## [STATED GOAL]
Pick out every line of the records below that contains the word "driveway" and copy each one. Case counts when matching.

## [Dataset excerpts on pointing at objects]
"""

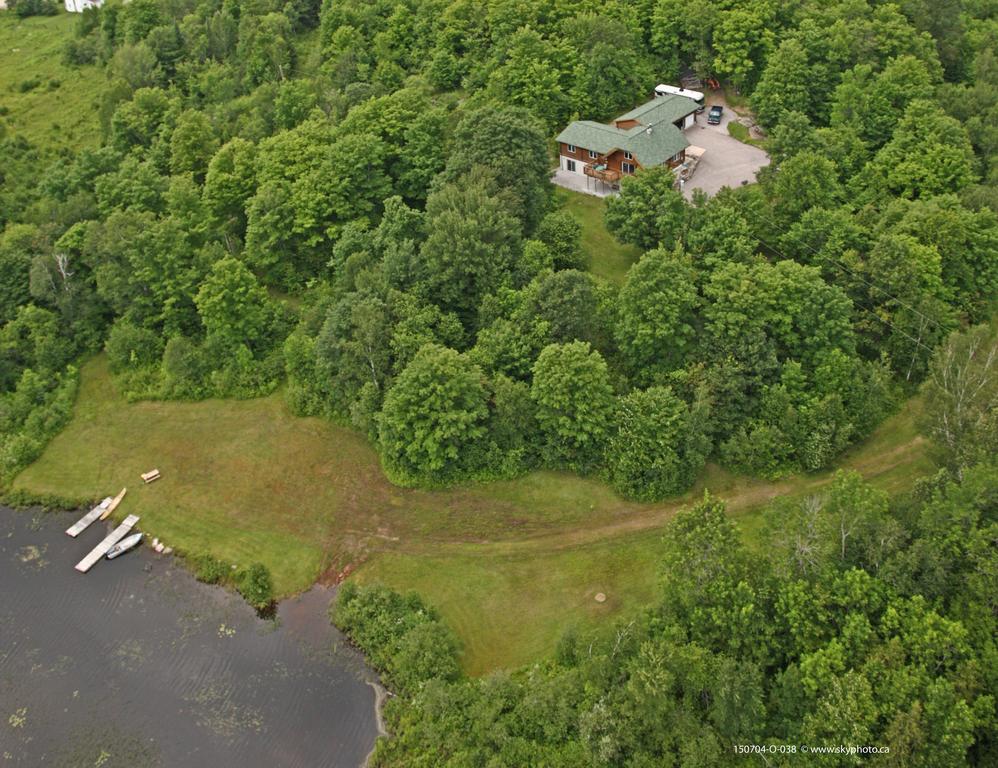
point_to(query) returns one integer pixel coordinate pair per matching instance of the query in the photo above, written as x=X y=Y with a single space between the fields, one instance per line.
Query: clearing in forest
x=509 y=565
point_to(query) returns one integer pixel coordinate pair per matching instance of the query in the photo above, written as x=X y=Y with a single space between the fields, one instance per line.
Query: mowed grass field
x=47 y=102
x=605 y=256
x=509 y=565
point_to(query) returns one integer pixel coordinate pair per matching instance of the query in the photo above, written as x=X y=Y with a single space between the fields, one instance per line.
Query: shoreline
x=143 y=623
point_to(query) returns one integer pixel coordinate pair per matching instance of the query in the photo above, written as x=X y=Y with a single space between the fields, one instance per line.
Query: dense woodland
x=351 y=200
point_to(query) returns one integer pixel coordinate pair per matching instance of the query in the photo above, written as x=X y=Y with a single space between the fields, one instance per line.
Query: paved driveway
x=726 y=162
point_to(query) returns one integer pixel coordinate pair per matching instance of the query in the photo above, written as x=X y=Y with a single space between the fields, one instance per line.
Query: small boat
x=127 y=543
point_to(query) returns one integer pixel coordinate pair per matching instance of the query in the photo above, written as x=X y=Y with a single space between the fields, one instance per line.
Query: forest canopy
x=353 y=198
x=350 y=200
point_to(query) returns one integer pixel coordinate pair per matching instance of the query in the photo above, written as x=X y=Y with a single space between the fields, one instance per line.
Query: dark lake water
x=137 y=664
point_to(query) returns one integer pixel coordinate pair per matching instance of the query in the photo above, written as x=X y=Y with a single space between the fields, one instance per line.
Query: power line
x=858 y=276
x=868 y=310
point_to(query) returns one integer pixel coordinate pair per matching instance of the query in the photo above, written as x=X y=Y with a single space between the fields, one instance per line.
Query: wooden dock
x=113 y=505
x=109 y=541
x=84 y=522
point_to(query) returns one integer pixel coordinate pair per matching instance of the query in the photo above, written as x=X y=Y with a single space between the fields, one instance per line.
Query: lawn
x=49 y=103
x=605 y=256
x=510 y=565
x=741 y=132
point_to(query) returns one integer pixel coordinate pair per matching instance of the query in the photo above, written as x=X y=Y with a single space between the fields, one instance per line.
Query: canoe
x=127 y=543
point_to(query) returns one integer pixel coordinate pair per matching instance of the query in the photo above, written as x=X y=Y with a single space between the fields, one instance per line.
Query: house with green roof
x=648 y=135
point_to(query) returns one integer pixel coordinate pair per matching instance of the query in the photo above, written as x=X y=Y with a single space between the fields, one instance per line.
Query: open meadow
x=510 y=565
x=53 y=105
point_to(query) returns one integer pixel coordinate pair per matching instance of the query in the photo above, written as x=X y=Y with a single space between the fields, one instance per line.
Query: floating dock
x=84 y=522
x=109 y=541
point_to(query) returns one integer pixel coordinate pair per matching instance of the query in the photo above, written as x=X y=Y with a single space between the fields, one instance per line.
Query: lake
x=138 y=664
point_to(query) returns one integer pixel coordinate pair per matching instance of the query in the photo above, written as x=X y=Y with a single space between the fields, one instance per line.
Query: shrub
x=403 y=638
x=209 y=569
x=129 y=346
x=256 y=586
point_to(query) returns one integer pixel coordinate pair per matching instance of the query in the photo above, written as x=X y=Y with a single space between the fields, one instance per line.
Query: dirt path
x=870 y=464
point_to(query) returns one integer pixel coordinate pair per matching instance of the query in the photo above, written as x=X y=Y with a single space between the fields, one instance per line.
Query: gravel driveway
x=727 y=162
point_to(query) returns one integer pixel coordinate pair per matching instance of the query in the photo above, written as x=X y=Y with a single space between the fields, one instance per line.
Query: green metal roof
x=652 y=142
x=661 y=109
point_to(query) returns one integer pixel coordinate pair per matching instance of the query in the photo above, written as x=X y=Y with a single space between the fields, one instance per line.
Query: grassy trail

"""
"""

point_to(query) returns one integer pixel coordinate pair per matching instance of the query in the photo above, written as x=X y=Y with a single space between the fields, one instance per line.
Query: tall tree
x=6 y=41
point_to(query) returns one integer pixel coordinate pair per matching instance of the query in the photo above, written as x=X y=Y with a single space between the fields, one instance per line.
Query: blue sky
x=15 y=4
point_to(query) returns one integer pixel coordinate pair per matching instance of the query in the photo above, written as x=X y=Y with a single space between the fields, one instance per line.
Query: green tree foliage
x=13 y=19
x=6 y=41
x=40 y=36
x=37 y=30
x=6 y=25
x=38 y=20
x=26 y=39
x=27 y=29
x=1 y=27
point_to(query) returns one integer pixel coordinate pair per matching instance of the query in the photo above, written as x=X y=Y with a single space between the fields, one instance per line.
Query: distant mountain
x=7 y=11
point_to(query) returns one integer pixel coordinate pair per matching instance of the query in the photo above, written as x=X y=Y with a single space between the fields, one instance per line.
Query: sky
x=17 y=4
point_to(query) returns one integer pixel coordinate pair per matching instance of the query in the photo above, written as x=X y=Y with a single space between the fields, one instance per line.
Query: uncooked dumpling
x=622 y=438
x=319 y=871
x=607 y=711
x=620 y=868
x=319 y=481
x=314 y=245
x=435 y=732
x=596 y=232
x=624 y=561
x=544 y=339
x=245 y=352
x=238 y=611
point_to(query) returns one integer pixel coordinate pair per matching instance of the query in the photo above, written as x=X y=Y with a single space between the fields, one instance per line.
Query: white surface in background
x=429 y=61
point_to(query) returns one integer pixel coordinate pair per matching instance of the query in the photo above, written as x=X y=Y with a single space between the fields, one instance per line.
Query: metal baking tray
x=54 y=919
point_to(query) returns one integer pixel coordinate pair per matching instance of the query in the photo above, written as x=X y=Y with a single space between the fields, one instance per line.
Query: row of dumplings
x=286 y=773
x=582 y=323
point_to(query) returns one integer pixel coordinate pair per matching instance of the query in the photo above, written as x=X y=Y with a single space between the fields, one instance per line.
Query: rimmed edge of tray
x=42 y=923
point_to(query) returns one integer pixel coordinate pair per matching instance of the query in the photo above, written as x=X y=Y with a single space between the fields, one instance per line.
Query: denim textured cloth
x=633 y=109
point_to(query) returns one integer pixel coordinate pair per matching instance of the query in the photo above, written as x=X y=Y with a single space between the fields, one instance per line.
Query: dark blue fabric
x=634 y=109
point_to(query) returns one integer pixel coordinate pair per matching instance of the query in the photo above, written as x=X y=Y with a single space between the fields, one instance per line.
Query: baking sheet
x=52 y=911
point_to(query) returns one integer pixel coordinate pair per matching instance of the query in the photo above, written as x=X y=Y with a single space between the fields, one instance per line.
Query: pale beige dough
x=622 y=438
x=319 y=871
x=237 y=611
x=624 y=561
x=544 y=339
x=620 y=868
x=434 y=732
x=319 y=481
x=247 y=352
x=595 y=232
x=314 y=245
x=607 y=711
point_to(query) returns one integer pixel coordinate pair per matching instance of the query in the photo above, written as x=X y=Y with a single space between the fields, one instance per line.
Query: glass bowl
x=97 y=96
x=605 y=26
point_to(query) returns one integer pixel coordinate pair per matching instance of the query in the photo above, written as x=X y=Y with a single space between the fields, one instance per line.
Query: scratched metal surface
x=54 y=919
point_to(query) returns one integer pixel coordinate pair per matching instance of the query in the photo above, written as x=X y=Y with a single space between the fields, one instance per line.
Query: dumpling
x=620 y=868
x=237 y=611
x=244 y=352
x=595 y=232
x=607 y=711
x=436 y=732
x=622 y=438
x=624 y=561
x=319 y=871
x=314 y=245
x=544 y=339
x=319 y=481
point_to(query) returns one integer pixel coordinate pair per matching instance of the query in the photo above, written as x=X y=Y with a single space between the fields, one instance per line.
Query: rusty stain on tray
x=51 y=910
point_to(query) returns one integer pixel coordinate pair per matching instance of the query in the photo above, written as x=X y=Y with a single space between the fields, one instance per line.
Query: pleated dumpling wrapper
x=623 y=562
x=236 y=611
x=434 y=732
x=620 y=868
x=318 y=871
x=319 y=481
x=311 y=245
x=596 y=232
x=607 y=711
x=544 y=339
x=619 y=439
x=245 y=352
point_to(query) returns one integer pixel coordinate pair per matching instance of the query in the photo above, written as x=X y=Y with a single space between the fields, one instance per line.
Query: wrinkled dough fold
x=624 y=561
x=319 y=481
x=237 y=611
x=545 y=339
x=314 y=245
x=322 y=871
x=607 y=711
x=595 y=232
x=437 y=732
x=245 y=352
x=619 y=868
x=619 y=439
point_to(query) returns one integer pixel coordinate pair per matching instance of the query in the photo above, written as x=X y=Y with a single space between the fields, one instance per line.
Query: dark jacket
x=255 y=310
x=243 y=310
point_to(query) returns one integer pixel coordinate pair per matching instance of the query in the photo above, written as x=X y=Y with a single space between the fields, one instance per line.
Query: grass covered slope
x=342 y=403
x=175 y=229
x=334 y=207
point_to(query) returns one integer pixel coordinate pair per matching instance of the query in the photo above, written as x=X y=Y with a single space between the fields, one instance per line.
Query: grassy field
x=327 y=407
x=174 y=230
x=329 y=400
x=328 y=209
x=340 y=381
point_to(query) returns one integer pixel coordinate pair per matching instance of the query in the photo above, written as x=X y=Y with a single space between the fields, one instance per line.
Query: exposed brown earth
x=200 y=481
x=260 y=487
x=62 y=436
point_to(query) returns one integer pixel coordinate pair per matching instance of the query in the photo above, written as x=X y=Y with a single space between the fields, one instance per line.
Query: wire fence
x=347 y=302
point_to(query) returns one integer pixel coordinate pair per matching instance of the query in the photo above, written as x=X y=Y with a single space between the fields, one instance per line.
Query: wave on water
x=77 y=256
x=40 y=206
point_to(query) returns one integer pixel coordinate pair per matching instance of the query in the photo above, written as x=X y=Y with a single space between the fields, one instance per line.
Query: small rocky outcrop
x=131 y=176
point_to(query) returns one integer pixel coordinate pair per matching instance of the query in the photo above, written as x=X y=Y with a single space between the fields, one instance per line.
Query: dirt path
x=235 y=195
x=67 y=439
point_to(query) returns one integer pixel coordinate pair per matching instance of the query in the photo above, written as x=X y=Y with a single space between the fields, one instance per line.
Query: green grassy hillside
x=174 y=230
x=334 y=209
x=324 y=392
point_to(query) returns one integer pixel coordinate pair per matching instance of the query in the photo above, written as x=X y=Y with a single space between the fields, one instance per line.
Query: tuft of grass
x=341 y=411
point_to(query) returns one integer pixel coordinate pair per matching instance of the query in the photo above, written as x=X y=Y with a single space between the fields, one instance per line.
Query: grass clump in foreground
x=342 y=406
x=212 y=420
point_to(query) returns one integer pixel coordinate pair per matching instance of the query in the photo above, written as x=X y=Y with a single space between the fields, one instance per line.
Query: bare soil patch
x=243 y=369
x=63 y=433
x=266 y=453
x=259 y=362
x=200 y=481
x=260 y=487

"""

## [WRITTEN SOLUTION]
Query: paved driveway
Query: gravel driveway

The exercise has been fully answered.